_WRITTEN EXERCISE 1_
Arrange every line of the listing as a JSON list of strings, one string per line, skipping blank lines and omitting the pictures.

··· PROVIDED PASSAGE ···

The ‘IR35’ rules are intended to prevent the avoidance of tax and National Insurance Contributions (NICs) through the use of personal service companies and partnerships.
The rules only affect you if you:
- Work for someone else or provide your services to clients; and
- You would be considered to be their employee (in law) but for the existence of your limited company or partnership.
Thus this could affect you if you provide your services through a company and have one or two customers for whom you effectively work full-time. On the other hand, if you provide your services to many customers you are far less likely to be affected.
The rules do not stop you supplying your services through your own company or a partnership. However, they do seek to remove any possible tax advantages from doing so.
The IR35 shorthand reference to these rules dates back to when they were first introduced by the 35th IR press release of the Chancellor’s Budget in 2000.
Removal of tax advantages
The tax advantages mainly arise by extracting the net taxable profits of the company by way of dividend. This avoids any NICs which would generally have been due if that profit had been extracted by way of remuneration or bonus. The new dividend tax structure which came into effect from 6 April 2016 will also impact on the benefits of operating via a limited company.

··· DATA IN THIS EXERCISE ···

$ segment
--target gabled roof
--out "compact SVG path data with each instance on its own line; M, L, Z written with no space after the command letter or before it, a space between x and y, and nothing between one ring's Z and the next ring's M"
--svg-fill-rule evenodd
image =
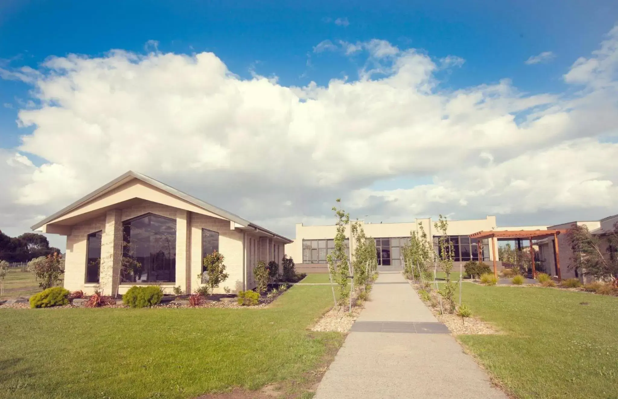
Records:
M41 220L36 224L33 225L31 227L31 229L32 230L36 230L37 229L39 229L43 225L46 224L51 222L52 220L57 219L58 217L60 217L64 214L70 212L71 211L73 211L74 209L79 208L80 206L83 205L84 204L86 204L88 202L96 198L97 197L103 195L105 193L108 192L108 191L113 188L115 186L120 185L133 178L138 179L140 180L142 180L142 182L151 185L156 187L157 188L159 188L167 193L169 193L169 194L171 194L172 195L176 196L179 198L184 200L185 201L190 203L192 203L193 205L195 205L196 206L198 206L202 209L208 211L209 212L211 212L216 215L218 215L219 216L221 216L222 217L224 217L225 219L230 220L234 222L234 223L237 223L243 227L252 227L253 229L256 229L265 233L268 233L268 234L271 234L273 236L277 237L279 238L281 238L282 240L289 242L290 243L292 241L292 240L290 240L287 237L280 235L279 234L277 234L276 233L271 232L269 230L265 229L261 226L258 225L255 223L252 223L245 219L240 217L238 215L234 214L231 212L226 211L225 209L220 208L218 206L215 206L214 205L213 205L211 204L209 204L208 203L205 202L201 200L200 200L199 198L197 198L192 195L187 194L186 193L184 193L183 191L181 191L179 190L177 190L174 187L171 187L166 184L161 183L161 182L155 180L152 177L149 177L148 176L143 175L141 173L133 172L133 170L129 170L127 173L117 177L116 178L114 179L109 183L108 183L102 187L100 187L95 190L95 191L92 191L90 194L88 194L85 196L80 198L79 200L75 201L70 205L61 209L60 211L56 212L51 216L45 218L44 219Z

···

_WRITTEN EXERCISE 2_
Set down the part of the IR35 passage starting at "The rules do" and ending at "a limited company.".

_TASK OUTPUT 1_
[
  "$ segment",
  "--target gabled roof",
  "--out \"compact SVG path data with each instance on its own line; M, L, Z written with no space after the command letter or before it, a space between x and y, and nothing between one ring's Z and the next ring's M\"",
  "--svg-fill-rule evenodd",
  "image =",
  "Records:",
  "M41 220L36 224L33 225L31 227L31 229L32 230L36 230L37 229L39 229L43 225L46 224L51 222L52 220L57 219L58 217L60 217L64 214L70 212L71 211L73 211L74 209L79 208L80 206L83 205L84 204L86 204L88 202L96 198L97 197L103 195L105 193L108 192L108 191L113 188L115 186L120 185L133 178L138 179L140 180L142 180L142 182L151 185L156 187L157 188L159 188L167 193L169 193L169 194L171 194L172 195L176 196L179 198L184 200L185 201L190 203L192 203L193 205L195 205L196 206L198 206L202 209L208 211L209 212L211 212L216 215L218 215L219 216L221 216L222 217L224 217L225 219L230 220L234 222L234 223L237 223L243 227L252 227L253 229L256 229L265 233L268 233L268 234L271 234L273 236L277 237L279 238L281 238L282 240L289 242L290 243L292 241L292 240L290 240L287 237L280 235L279 234L277 234L276 233L271 232L269 230L265 229L261 226L258 225L255 223L252 223L245 219L240 217L238 215L234 214L231 212L226 211L225 209L220 208L218 206L215 206L214 205L213 205L211 204L209 204L208 203L205 202L201 200L200 200L199 198L197 198L192 195L187 194L186 193L184 193L183 191L181 191L179 190L177 190L174 187L171 187L166 184L161 183L161 182L155 180L152 177L149 177L148 176L143 175L141 173L133 172L133 170L129 170L127 173L117 177L116 178L114 179L109 183L108 183L102 187L100 187L95 190L95 191L92 191L90 194L88 194L85 196L80 198L79 200L75 201L70 205L61 209L60 211L56 212L51 216L45 218L44 219Z"
]

_TASK OUTPUT 2_
The rules do not stop you supplying your services through your own company or a partnership. However, they do seek to remove any possible tax advantages from doing so.
The IR35 shorthand reference to these rules dates back to when they were first introduced by the 35th IR press release of the Chancellor’s Budget in 2000.
Removal of tax advantages
The tax advantages mainly arise by extracting the net taxable profits of the company by way of dividend. This avoids any NICs which would generally have been due if that profit had been extracted by way of remuneration or bonus. The new dividend tax structure which came into effect from 6 April 2016 will also impact on the benefits of operating via a limited company.